Stated task
Copy every one of the rows below word for word, and leave the pictures out of your copy.

[Point labels for objects]
+-------+
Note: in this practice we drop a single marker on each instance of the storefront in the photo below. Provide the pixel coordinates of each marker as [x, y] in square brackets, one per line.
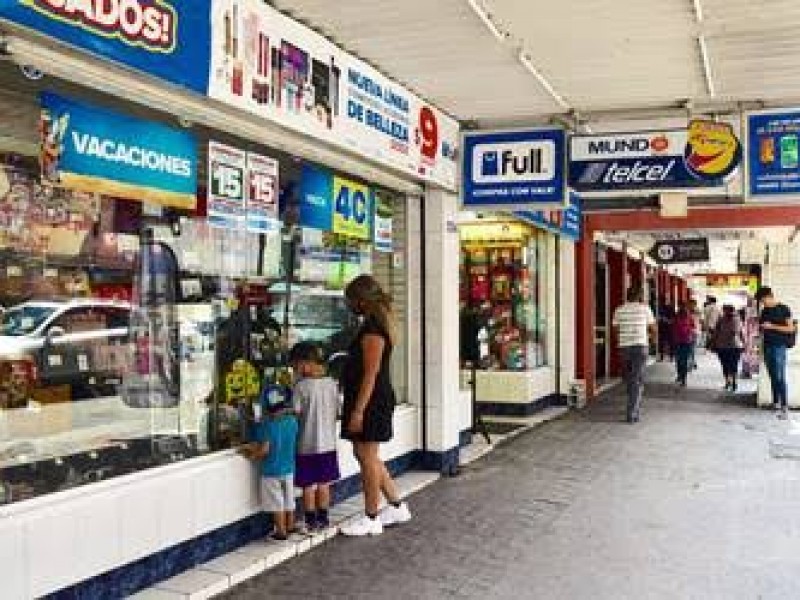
[516, 303]
[161, 251]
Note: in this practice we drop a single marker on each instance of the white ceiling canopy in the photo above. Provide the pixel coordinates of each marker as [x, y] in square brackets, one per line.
[509, 62]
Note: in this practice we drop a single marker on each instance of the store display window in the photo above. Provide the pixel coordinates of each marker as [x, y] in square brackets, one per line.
[134, 333]
[503, 295]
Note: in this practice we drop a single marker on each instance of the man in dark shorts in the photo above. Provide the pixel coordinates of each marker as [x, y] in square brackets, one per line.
[777, 330]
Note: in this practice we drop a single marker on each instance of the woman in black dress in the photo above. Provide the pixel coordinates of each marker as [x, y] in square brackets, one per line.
[369, 402]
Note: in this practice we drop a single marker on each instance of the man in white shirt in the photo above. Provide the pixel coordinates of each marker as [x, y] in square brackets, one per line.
[635, 325]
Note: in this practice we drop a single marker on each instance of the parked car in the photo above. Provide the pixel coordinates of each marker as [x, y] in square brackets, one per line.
[81, 343]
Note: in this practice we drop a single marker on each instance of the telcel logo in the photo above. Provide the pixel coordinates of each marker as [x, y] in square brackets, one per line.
[514, 162]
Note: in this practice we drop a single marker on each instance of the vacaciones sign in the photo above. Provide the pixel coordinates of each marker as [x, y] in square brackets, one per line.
[91, 149]
[165, 38]
[515, 169]
[703, 155]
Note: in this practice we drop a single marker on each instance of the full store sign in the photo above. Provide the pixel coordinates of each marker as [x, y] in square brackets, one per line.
[165, 38]
[271, 66]
[773, 160]
[515, 169]
[91, 149]
[703, 155]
+-------+
Solution below
Note: in this practice we drop a single marker on each instance of the storefront in the photo below. Provide the pixel coordinates of each marker as [x, y] in square brackets, one per line.
[516, 303]
[161, 251]
Note: in this practice we drop a single marker on each instance of the white ceiling canopy in the photo above. Provide the pixel coordinates of each marker as [x, y] in square brackets, one per line.
[509, 62]
Note: in this practice we drop a single marker on each instance of the store display window in the photo above. Provide the pixel coordinates of each marker as [x, y] in square brackets, one per line.
[134, 333]
[503, 295]
Note: in this practice we drop a single marker on each instance of the man in dark shorts in the photo above. Provide the pixel coordinates of each marker as [x, y] in square brackets, one per line.
[777, 330]
Note: in this practice we drop a single marker on each instance of the woman in black dress in the photo above. Provide the pixel coordinates of each marker as [x, y] in square brackets, one per line.
[369, 402]
Note: in this practice we drop a single marker on each instance of the man in white shirt in the photo above. Provide the pixel coordinates of each marker as [x, y] in square brackets, one per line.
[635, 325]
Note: in this practice we drop a single marker on each instance of the parked car in the photo above. Provide the pixel coordinates of each marker as [x, y] in square brackets, one per line.
[81, 343]
Note: in this practice we drop a single marker on each instance of the telcel logo in the photo above. Provide the pixel coordinates of each marker as [x, y] in square brackets, one per line.
[514, 162]
Note: in this practice we drop a single marker on each instance of the vacaciones sign in the photo above. Provide the pixel coordinates of each marker as [x, y] in square brackets, one per line.
[91, 149]
[165, 38]
[515, 169]
[703, 155]
Note: in this practice we drop a single marker on each instance of the full store sign in the photo above. Provide the pixel coordinates of each marker as [x, y] in square brackets, one per line.
[165, 38]
[271, 66]
[773, 160]
[515, 169]
[91, 149]
[703, 155]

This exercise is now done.